• _Records provided_
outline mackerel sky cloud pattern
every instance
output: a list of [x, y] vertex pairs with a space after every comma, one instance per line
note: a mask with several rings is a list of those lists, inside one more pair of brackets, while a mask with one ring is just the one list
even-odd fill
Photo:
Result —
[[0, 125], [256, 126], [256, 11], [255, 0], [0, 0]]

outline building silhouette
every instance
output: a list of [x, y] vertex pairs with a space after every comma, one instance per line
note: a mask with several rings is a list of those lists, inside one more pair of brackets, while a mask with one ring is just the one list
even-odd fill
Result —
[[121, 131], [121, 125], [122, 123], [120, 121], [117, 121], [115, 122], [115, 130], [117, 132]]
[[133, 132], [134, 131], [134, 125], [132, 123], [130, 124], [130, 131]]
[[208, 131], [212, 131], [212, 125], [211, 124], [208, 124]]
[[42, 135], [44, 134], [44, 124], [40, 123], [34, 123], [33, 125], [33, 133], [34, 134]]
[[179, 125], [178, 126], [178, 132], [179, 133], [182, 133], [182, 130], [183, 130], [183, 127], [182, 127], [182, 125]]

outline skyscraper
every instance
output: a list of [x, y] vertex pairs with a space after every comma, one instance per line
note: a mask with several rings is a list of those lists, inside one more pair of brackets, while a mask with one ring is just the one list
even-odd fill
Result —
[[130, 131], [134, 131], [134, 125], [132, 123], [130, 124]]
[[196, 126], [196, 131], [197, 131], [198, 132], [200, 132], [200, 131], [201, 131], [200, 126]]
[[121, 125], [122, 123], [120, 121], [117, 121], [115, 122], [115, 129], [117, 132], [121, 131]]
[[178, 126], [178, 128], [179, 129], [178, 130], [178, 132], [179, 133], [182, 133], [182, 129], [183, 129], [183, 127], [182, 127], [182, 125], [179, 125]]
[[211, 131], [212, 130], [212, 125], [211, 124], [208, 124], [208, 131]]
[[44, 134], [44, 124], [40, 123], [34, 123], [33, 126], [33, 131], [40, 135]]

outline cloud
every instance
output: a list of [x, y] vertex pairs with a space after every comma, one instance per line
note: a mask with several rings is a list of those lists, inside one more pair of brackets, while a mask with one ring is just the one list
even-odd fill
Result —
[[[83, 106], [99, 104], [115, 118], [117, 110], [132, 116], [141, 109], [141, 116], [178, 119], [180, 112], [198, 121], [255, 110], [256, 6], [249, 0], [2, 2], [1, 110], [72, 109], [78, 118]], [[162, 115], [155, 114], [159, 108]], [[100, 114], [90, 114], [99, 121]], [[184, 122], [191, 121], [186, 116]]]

• _Exercise_
Convert all of the lines above into a JSON list of strings, one string per line, leaving out the blank lines.

• _Full response_
[
  "outline mackerel sky cloud pattern",
  "every instance",
  "output: a list of [x, y] vertex pairs with a space after every comma, one instance per line",
  "note: a mask with several rings is a list of those lists, inside one more pair of brackets, while a mask with one ring is just the one list",
  "even-odd fill",
  "Photo:",
  "Result —",
  "[[0, 125], [256, 126], [256, 11], [255, 0], [0, 0]]",
  "outline building silhouette",
  "every instance",
  "output: a list of [x, y] vertex pairs with a space after every comma, one instance per line",
  "note: a mask with several rings is a list of those lists, inside one more pair of brackets, while a mask with one ring is just the one list",
  "even-odd fill",
  "Result —",
  "[[121, 131], [121, 125], [122, 123], [120, 121], [117, 121], [115, 122], [115, 130], [117, 132]]",
  "[[133, 132], [134, 131], [134, 125], [132, 123], [130, 124], [130, 131]]",
  "[[208, 131], [212, 131], [212, 125], [211, 124], [208, 124]]",
  "[[42, 135], [44, 134], [44, 124], [40, 123], [34, 123], [33, 125], [33, 133], [34, 134]]",
  "[[179, 125], [178, 126], [178, 132], [179, 133], [182, 133], [182, 130], [183, 130], [183, 127], [182, 127], [182, 125]]",
  "outline skyscraper",
  "every instance",
  "output: a list of [x, y] vertex pairs with a space after every comma, one instance per line",
  "note: a mask with several rings is a list of those lists, inside one more pair of brackets, while a mask with one ring is just the one list",
  "even-odd fill",
  "Result —",
  "[[130, 131], [134, 131], [134, 125], [132, 123], [130, 124]]",
  "[[196, 126], [196, 131], [197, 131], [198, 132], [200, 132], [200, 131], [201, 131], [200, 126]]",
  "[[121, 125], [122, 123], [120, 121], [117, 121], [115, 122], [115, 129], [117, 132], [121, 131]]",
  "[[178, 126], [178, 128], [179, 129], [178, 130], [178, 132], [179, 133], [182, 133], [182, 129], [183, 129], [183, 127], [182, 127], [182, 125], [179, 125]]",
  "[[211, 131], [212, 130], [212, 125], [211, 124], [208, 124], [208, 131]]",
  "[[44, 134], [44, 124], [40, 123], [34, 123], [33, 126], [33, 131], [40, 135]]",
  "outline cloud",
  "every instance",
  "output: a list of [x, y] vertex pairs with a space after every comma, one instance per line",
  "note: a mask with several rings is a list of those lists, inside one more pair of brackets, while a mask with one ring is just the one list",
  "even-odd fill",
  "Result —",
  "[[[83, 106], [99, 104], [115, 118], [117, 110], [132, 116], [141, 109], [141, 116], [178, 119], [180, 112], [198, 121], [255, 110], [256, 6], [249, 0], [2, 2], [1, 110], [72, 109], [78, 118]], [[162, 115], [155, 114], [159, 108]], [[100, 114], [90, 114], [99, 121]], [[184, 122], [191, 121], [186, 116]]]"
]